* [YOUR INSTRUCTIONS] What you produce should match the records exactly, line for line.

* [DATA UNDER STUDY]
^^^^^^^^
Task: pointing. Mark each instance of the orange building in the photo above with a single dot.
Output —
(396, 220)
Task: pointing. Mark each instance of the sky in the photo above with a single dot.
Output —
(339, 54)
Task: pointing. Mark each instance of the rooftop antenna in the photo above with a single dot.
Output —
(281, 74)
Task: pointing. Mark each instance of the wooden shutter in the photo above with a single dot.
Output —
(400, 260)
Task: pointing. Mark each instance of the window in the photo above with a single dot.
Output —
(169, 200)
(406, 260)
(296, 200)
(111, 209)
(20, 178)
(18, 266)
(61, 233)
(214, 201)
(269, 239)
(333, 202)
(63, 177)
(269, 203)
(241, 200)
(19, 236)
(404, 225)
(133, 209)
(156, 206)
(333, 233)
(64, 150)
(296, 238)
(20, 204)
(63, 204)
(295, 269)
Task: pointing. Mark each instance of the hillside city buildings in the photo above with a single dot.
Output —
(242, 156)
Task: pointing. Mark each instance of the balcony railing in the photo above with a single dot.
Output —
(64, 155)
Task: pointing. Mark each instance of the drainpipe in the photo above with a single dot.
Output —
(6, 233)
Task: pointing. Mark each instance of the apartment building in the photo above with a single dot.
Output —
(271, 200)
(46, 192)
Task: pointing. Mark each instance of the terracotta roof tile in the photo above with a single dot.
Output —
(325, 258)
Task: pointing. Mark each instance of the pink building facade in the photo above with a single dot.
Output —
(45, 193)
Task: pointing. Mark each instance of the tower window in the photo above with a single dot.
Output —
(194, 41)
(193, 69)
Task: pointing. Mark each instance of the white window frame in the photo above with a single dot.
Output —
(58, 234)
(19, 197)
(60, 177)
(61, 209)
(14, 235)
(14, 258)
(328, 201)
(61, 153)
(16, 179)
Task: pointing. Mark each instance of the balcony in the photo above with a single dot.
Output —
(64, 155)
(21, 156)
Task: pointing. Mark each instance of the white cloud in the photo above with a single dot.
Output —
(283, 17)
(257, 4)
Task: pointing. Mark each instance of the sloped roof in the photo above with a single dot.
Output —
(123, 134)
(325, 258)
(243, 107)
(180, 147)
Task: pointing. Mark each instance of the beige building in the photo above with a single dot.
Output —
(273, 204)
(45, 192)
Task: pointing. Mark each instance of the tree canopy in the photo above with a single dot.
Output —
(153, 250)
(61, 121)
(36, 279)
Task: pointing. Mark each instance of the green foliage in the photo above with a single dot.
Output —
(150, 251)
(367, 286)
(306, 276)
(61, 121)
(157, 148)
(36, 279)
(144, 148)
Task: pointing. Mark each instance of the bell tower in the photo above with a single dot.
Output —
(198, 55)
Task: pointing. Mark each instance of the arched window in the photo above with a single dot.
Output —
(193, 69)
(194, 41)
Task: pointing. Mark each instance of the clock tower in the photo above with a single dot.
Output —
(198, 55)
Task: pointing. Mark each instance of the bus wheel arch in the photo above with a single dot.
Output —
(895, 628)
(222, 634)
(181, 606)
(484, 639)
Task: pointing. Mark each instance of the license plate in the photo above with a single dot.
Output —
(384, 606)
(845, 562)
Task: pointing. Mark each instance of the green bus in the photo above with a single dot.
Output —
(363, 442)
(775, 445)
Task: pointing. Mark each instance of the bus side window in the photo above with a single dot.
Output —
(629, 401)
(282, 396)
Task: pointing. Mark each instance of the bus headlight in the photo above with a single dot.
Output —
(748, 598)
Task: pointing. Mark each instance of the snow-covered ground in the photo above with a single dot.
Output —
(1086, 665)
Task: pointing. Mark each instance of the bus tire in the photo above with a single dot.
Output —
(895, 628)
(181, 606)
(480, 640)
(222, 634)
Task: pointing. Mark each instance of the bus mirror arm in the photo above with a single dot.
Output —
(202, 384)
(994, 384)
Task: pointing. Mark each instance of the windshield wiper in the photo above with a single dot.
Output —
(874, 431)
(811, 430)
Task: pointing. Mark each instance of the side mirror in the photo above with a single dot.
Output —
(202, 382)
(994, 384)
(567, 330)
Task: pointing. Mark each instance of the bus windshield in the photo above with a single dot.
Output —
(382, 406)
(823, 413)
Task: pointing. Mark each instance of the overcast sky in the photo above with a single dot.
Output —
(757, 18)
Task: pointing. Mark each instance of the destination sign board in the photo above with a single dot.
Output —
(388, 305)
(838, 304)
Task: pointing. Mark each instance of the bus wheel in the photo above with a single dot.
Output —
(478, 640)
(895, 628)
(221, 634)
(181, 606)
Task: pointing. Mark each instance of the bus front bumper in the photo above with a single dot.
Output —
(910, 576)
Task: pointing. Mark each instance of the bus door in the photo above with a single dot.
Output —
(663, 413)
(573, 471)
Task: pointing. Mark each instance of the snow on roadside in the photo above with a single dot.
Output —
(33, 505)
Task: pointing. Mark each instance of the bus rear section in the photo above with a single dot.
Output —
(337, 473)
^^^^^^^^
* [RESULT BELOW]
Task: pointing. Mark each instance of the orange building in the photo above with a single dot.
Output —
(396, 220)
Task: pointing. Mark each instance of the sky in the photo above with a single dot.
Output —
(339, 54)
Task: pointing. Mark each instance of the rooftop antenna in the photo above with a single dot.
Output —
(281, 74)
Task: pointing. Mark each instance of the wooden shutter in the photo above with a single dot.
Output —
(400, 260)
Task: pointing. Mark each instance of the window in the photo above with a single dot.
Output —
(169, 200)
(406, 260)
(296, 200)
(111, 209)
(20, 178)
(18, 266)
(61, 233)
(214, 201)
(269, 239)
(333, 202)
(63, 177)
(269, 203)
(241, 200)
(19, 236)
(404, 225)
(133, 209)
(156, 206)
(333, 233)
(64, 150)
(296, 238)
(20, 204)
(63, 204)
(295, 269)
Task: pointing. Mark each instance of the hillside city buildings in the photo above with a single dot.
Output —
(242, 156)
Task: pointing. Mark each instance of the balcony railing in the photo above with a single dot.
Output —
(64, 155)
Task: pointing. Mark each instance of the drainpipe in the photo above with a single dot.
Output —
(6, 233)
Task: pointing. Mark each instance of the apartment building in the photo above with a single dot.
Output —
(271, 200)
(46, 192)
Task: pointing. Mark each instance of the terracotta roof tile in the photo above with a single dot.
Output —
(325, 258)
Task: pointing. Mark each instance of the pink building facade in the photo above with a single dot.
Output —
(45, 193)
Task: pointing. Mark each instance of the tower window in the photo above with a single dot.
Output —
(194, 41)
(193, 69)
Task: pointing. Mark each instance of the white window frame in the photo above with a single dot.
Output —
(58, 234)
(19, 197)
(60, 177)
(61, 209)
(14, 235)
(14, 258)
(328, 201)
(61, 153)
(16, 179)
Task: pointing. Mark each instance of the balcony in the photo above with a single dot.
Output —
(64, 155)
(21, 156)
Task: pointing. Mark each instance of the white cloud in the photo above with a single dot.
Output —
(283, 17)
(257, 4)
Task: pointing. Mark each instance of the sloped roof in the photo above with a single dot.
Output —
(123, 134)
(325, 258)
(243, 107)
(180, 147)
Task: pointing. Mark each instance of the beige building in the photo above with a single dot.
Output —
(273, 204)
(45, 192)
Task: pointing. Mark each instance of the tree canopy in the photo above with a single dot.
Output —
(153, 250)
(61, 121)
(36, 279)
Task: pointing. Mark each instance of the green foliage in the photo above with a single dot.
Output —
(150, 251)
(367, 286)
(306, 276)
(61, 121)
(157, 148)
(36, 279)
(144, 148)
Task: pointing. Mark each instance of the bell tower in the photo above with a single dot.
Output —
(198, 55)
Task: pointing. Mark each instance of the arched window in the photo above with a single dot.
Output —
(193, 69)
(194, 41)
Task: pointing. Mark each instance of the clock tower in the photo above with a single dot.
Output —
(198, 55)
Task: pointing. Mark each instance of the bus wheel arch in the photo above with a single dot.
Output —
(895, 628)
(222, 634)
(181, 606)
(484, 639)
Task: pointing. Mark each instance of the license plate in the photo above with a single dot.
Output —
(384, 606)
(845, 562)
Task: pointing. Mark each instance of the green bus in the photo above with a single dot.
Output —
(363, 442)
(775, 445)
Task: pointing. Mark each instance of the bus side window in the photo above with a single dot.
Output —
(629, 401)
(282, 396)
Task: pointing. Mark each instance of the bus headlight in the photo above with a single dot.
Output —
(748, 598)
Task: pointing. Mark each instance of the snow-covered ground in the photo above with a single dot.
Output —
(1086, 665)
Task: pointing. Mark each instance of the bus tire in the photo above with a single dot.
Output —
(895, 628)
(181, 606)
(480, 640)
(222, 634)
Task: pointing. Mark each instance of the bus mirror arm in the photo above with a single dot.
Output —
(202, 384)
(994, 384)
Task: pointing. Mark each instance of the windshield wiper in the photo above with a single dot.
Output —
(874, 431)
(811, 430)
Task: pointing. Mark each instance of the side mirror in the photo above with a single dot.
Output —
(202, 382)
(994, 384)
(567, 330)
Task: pointing. Mark each instance of the bus windshield in the photo above with a single dot.
Output —
(382, 406)
(823, 413)
Task: pointing. Mark each instance of the overcast sky in the photo above with a single dot.
Output —
(757, 18)
Task: pointing. Mark each instance of the destination sign board in the photo above with a single dot.
Output —
(388, 305)
(838, 304)
Task: pointing. Mark each instance of the bus wheel in the photo above with a single dot.
Output —
(478, 640)
(895, 628)
(221, 634)
(181, 606)
Task: pointing. Mark each instance of the bus front bumper in the photo above with a single dot.
Output —
(910, 576)
Task: pointing. Mark each instance of the bus door in the photo above with a single dot.
Output —
(663, 413)
(573, 471)
Task: pointing. Mark each instance of the snow on roadside in the photo above with a single dot.
Output —
(33, 505)
Task: pointing. Mark each instance of the bus rear section in the photo above with a single dot.
Output —
(337, 473)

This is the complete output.